What is asked >> Write out each of the lines below word for word, keeping them in their original order.

Data in this exercise >>
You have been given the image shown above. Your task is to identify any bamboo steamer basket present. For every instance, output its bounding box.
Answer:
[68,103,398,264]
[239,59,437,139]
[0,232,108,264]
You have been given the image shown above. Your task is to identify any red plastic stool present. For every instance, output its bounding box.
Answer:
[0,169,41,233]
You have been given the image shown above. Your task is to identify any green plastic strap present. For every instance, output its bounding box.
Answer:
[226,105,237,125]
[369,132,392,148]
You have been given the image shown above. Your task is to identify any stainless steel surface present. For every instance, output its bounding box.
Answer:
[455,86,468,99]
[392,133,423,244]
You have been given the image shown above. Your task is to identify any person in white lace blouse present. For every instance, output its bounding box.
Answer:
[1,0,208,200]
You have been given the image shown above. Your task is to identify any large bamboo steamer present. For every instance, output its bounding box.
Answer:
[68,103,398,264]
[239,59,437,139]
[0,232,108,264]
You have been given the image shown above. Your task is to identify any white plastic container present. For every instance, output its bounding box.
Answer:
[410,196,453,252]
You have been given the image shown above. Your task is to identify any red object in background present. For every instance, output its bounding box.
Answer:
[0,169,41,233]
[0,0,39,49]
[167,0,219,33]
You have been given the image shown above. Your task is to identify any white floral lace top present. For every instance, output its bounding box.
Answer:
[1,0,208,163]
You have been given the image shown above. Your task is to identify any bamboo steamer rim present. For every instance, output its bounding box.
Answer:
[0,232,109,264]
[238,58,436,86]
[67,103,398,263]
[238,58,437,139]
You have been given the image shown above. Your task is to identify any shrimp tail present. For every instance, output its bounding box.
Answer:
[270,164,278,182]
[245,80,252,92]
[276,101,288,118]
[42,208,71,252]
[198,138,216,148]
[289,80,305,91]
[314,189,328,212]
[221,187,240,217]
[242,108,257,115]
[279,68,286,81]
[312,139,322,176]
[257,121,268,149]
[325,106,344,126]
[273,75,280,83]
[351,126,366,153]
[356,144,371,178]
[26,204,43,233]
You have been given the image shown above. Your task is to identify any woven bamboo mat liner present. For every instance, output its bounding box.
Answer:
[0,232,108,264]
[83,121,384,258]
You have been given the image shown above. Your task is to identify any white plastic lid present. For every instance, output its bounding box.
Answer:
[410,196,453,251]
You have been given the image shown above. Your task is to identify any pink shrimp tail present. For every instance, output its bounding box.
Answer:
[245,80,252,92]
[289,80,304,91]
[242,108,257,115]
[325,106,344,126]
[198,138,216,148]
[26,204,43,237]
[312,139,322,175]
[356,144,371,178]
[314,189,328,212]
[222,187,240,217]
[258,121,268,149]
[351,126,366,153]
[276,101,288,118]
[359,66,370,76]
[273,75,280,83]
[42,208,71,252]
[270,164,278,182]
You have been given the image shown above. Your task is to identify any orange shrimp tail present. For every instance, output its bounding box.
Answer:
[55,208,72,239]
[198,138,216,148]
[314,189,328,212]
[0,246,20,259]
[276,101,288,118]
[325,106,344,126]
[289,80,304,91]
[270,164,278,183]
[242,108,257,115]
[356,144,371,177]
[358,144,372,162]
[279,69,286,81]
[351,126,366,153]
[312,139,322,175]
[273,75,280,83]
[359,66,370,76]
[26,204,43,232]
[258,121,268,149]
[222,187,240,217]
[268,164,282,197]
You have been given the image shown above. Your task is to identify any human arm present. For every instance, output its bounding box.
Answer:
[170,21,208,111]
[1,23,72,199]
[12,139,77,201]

Output of the exercise >>
You have been given the image shown above. Your task is to identify any bamboo steamer basket present. For every instance, output its bounding box.
Answer:
[68,103,398,264]
[239,59,437,139]
[0,232,108,264]
You have been given the image shown above. Your task is to identify any red plastic stool present. For every instance, output its bounding box.
Answer:
[0,169,41,233]
You have been given the image shown above. Your task is to identify any green plastic strap present. For every instance, output its bounding box.
Answer:
[226,105,237,125]
[369,132,392,148]
You have been given the image shown above. Your task is to identify any stainless steel surface present. For every instance, output its bounding box.
Answer:
[455,86,468,99]
[392,133,423,244]
You have been given the image shown above. Your task is to identify any person in white lace blouse present. For every instance, output its bounding box.
Answer:
[1,0,208,200]
You have been given the image shown above. Your task is to identify any large bamboo steamer present. For every instance, output its bounding box.
Answer:
[68,103,398,264]
[239,59,437,139]
[0,232,108,264]
You have been given the image shown above. Your task is to identify any white plastic container present. For every instance, output its bounding box.
Answer:
[410,196,453,252]
You have been given the image shown above. Your task is to identify any red object in background present. For every instance, output its bounding box.
Answer:
[0,169,41,233]
[0,0,39,49]
[167,0,219,33]
You have been given the image shown above. Your task is to identify any white floral lace top present. For every instance, output its bounding box.
Answer:
[1,0,208,163]
You have been given the image shown above. Your task is to identify any bamboo steamer rim present. For every instance, output its bounding box.
Answer:
[0,232,109,264]
[238,58,436,86]
[67,103,398,263]
[238,58,437,139]
You have been given the image shown above. Your task is to identify any shrimp tail present. For every instance, output its bounding box.
Answer:
[270,164,278,182]
[245,80,252,92]
[276,101,288,118]
[42,208,71,252]
[198,138,216,148]
[289,80,305,91]
[314,189,328,212]
[221,187,240,217]
[242,108,257,115]
[279,68,286,81]
[312,139,322,176]
[257,121,268,149]
[325,106,344,126]
[273,75,280,83]
[351,126,366,153]
[356,144,371,178]
[26,204,43,233]
You have been given the image shown above. Your task is to identify any woven bamboo mat liner present. For every instance, output its bounding box.
Answer:
[0,232,108,264]
[83,121,384,258]
You have been given the image shown above. Your task is to identify any white plastic lid present. For every instance, output its bounding box.
Answer:
[410,196,453,251]
You have been given the image shown above. Your task is to identify any pink shrimp tail present. For every instance, output its bounding box.
Answer:
[245,80,252,92]
[289,80,304,91]
[242,108,257,115]
[325,106,344,126]
[198,138,216,148]
[26,204,43,237]
[312,139,322,175]
[356,144,371,178]
[314,189,328,212]
[222,187,240,217]
[258,121,268,149]
[351,126,366,153]
[276,101,288,118]
[359,66,370,76]
[273,75,280,83]
[42,208,71,252]
[270,164,278,182]
You have been given the image shown above. Your task is to identify any orange shrimp tail present. For every instance, output its bounding box.
Answer:
[55,208,72,239]
[198,138,216,148]
[314,189,328,212]
[0,246,20,259]
[276,101,288,118]
[325,106,344,126]
[289,80,304,91]
[270,164,278,183]
[242,108,257,115]
[356,144,371,177]
[358,144,372,162]
[279,69,286,81]
[351,126,366,153]
[312,139,322,175]
[273,75,280,83]
[359,66,370,76]
[26,204,43,232]
[258,121,268,149]
[222,187,240,217]
[268,164,282,197]
You have been given the image shown above. Your task is to identify any human arm present. For every instance, output its bounding box.
Answer:
[170,21,208,111]
[1,23,72,199]
[12,139,77,201]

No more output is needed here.